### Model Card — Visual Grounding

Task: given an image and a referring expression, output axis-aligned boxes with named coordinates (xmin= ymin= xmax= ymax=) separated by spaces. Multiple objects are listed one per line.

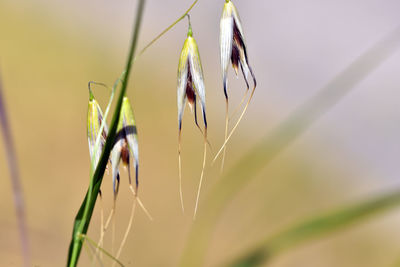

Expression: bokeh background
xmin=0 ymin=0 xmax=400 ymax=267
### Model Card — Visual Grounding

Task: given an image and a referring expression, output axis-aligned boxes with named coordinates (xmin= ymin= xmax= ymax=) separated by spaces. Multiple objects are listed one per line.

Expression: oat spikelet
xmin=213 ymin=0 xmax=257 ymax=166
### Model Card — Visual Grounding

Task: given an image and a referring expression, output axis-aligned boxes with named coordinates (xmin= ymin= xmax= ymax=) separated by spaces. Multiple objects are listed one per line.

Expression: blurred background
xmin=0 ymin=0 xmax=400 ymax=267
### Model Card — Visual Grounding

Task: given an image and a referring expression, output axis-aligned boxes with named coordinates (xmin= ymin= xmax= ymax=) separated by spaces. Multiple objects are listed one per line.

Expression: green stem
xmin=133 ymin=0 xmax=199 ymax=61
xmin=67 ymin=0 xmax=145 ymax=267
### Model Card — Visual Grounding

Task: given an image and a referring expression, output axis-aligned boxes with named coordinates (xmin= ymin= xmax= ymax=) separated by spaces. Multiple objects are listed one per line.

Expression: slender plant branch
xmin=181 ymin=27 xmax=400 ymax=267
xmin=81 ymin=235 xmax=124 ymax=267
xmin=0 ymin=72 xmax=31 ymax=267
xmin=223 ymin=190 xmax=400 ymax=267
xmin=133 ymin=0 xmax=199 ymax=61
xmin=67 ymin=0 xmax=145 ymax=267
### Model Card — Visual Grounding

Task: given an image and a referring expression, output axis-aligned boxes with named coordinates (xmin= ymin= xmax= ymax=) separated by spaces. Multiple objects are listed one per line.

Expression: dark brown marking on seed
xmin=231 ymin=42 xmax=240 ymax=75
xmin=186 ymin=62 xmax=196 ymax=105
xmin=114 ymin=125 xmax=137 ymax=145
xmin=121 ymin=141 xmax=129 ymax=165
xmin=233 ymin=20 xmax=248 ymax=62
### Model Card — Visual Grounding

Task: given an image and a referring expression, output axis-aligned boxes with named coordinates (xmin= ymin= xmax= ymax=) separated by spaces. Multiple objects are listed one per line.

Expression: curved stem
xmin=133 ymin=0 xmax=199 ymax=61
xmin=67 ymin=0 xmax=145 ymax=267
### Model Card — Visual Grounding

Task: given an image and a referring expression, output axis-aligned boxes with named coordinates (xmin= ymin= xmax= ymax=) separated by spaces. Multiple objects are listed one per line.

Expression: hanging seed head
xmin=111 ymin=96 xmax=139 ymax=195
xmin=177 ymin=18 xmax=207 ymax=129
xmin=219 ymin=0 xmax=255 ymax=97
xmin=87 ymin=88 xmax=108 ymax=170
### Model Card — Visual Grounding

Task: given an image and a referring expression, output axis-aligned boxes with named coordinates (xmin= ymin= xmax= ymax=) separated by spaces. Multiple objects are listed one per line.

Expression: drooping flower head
* * * * * * *
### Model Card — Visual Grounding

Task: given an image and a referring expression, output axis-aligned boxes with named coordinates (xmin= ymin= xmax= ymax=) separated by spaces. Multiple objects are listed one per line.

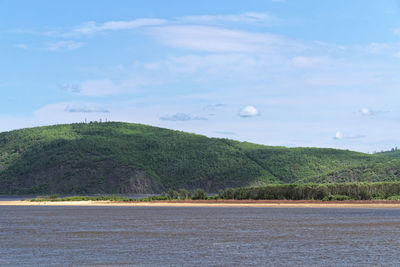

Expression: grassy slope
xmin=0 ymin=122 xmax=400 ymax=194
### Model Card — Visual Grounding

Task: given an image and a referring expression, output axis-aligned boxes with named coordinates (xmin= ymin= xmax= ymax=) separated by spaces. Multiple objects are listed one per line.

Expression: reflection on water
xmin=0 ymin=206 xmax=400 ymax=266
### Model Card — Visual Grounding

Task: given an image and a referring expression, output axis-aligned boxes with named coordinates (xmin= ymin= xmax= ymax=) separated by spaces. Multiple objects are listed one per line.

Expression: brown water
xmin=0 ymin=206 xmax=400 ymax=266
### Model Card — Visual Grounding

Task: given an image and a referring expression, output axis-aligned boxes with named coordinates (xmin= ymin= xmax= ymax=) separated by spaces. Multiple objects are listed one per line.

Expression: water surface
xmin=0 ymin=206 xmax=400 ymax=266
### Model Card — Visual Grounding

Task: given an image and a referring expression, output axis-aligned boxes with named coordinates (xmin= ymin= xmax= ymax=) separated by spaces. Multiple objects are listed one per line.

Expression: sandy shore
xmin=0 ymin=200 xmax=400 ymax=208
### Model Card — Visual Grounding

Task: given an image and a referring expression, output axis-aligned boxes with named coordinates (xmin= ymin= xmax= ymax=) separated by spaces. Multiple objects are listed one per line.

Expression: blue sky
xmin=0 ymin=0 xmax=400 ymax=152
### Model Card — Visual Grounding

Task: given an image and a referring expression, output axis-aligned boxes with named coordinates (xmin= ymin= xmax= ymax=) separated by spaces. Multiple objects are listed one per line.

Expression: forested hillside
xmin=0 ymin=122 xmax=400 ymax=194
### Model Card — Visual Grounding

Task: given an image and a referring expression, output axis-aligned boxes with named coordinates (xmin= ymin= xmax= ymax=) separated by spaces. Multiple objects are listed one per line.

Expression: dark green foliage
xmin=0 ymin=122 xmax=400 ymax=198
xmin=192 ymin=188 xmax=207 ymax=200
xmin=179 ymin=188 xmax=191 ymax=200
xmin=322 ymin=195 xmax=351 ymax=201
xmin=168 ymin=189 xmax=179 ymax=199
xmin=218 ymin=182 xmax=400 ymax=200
* * * * * * *
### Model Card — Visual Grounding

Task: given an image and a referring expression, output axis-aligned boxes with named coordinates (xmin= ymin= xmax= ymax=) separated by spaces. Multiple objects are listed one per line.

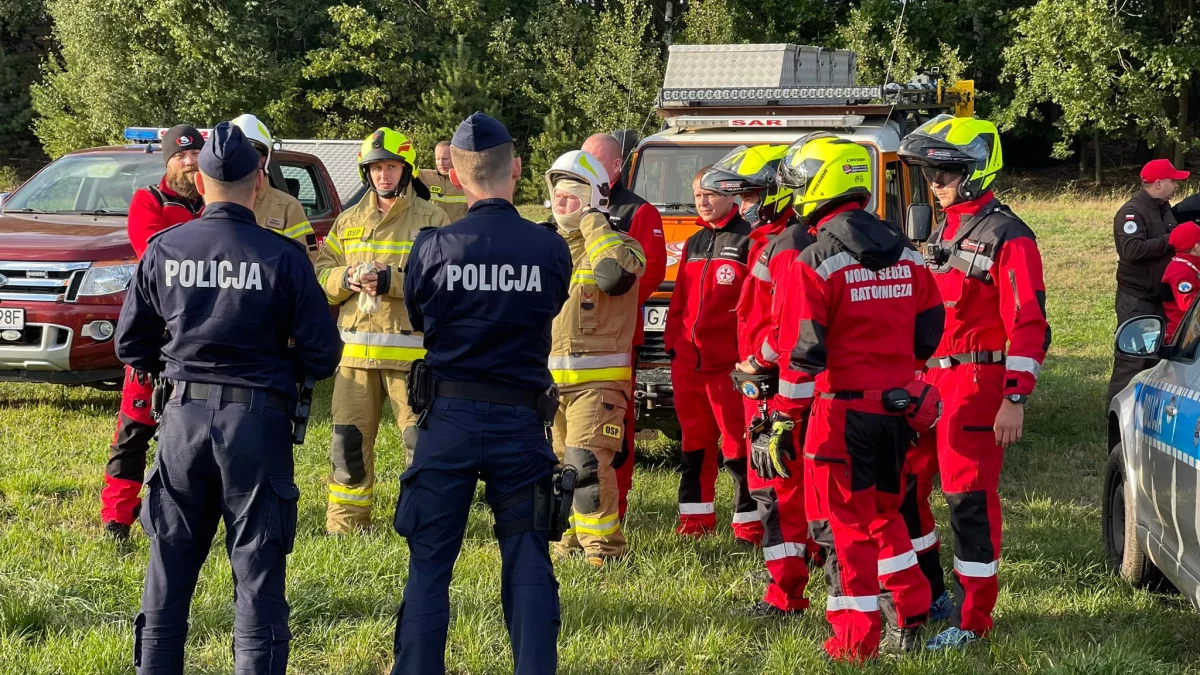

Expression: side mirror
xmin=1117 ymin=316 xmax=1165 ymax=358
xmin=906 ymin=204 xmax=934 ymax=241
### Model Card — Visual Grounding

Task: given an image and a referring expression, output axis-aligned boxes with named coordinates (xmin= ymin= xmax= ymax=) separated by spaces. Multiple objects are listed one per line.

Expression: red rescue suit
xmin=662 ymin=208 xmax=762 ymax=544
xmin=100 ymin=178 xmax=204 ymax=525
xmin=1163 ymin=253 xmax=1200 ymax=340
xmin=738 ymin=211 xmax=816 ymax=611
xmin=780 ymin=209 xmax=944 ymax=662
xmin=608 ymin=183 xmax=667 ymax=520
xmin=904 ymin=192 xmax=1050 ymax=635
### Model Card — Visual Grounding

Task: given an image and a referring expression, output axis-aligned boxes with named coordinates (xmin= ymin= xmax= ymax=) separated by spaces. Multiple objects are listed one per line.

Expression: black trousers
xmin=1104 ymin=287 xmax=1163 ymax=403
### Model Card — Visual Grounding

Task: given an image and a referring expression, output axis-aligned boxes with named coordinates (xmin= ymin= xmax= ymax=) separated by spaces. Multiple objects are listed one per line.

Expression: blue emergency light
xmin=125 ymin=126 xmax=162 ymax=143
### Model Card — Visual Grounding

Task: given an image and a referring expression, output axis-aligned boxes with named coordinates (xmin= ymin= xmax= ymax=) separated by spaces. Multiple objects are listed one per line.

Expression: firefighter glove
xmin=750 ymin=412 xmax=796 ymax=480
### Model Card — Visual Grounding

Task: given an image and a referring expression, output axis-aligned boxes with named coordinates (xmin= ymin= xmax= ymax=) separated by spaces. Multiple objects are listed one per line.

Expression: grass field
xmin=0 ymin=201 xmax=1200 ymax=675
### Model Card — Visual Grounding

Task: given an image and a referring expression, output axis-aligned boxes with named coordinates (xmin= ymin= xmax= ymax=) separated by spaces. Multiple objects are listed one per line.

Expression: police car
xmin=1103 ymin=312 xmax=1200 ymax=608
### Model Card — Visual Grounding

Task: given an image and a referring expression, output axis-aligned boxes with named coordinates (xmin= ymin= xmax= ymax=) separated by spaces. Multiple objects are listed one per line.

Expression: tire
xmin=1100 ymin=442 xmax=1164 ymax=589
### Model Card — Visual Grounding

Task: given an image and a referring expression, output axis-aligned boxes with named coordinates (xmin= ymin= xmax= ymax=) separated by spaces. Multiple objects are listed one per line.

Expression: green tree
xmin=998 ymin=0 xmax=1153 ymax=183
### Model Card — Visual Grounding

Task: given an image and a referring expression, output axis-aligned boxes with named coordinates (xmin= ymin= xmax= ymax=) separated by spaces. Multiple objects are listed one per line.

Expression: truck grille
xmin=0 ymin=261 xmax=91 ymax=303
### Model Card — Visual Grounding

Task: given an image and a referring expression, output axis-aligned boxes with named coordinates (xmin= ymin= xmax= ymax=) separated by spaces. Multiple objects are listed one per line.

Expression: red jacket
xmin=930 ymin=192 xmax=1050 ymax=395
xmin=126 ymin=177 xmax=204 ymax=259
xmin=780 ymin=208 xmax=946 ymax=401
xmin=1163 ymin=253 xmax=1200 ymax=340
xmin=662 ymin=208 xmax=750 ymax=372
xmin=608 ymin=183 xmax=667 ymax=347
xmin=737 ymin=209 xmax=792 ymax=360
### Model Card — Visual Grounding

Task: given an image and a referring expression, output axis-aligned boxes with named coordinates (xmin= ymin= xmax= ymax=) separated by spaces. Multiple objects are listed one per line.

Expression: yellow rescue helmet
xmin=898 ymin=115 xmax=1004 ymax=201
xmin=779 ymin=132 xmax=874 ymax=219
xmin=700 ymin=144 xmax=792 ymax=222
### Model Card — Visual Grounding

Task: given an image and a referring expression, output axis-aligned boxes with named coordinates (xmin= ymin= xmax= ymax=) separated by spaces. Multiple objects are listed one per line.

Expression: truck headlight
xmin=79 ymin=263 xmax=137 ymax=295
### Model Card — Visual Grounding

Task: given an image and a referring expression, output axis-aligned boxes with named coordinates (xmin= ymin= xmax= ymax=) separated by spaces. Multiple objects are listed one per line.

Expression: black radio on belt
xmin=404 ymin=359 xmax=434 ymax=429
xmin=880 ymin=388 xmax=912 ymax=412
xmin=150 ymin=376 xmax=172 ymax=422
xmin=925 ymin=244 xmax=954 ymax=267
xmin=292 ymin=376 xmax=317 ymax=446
* * * * * * *
### Given request
Pick out every line above that contains the word "brown".

### Response to the exercise
Expression: dark brown marking on seed
Expression: brown water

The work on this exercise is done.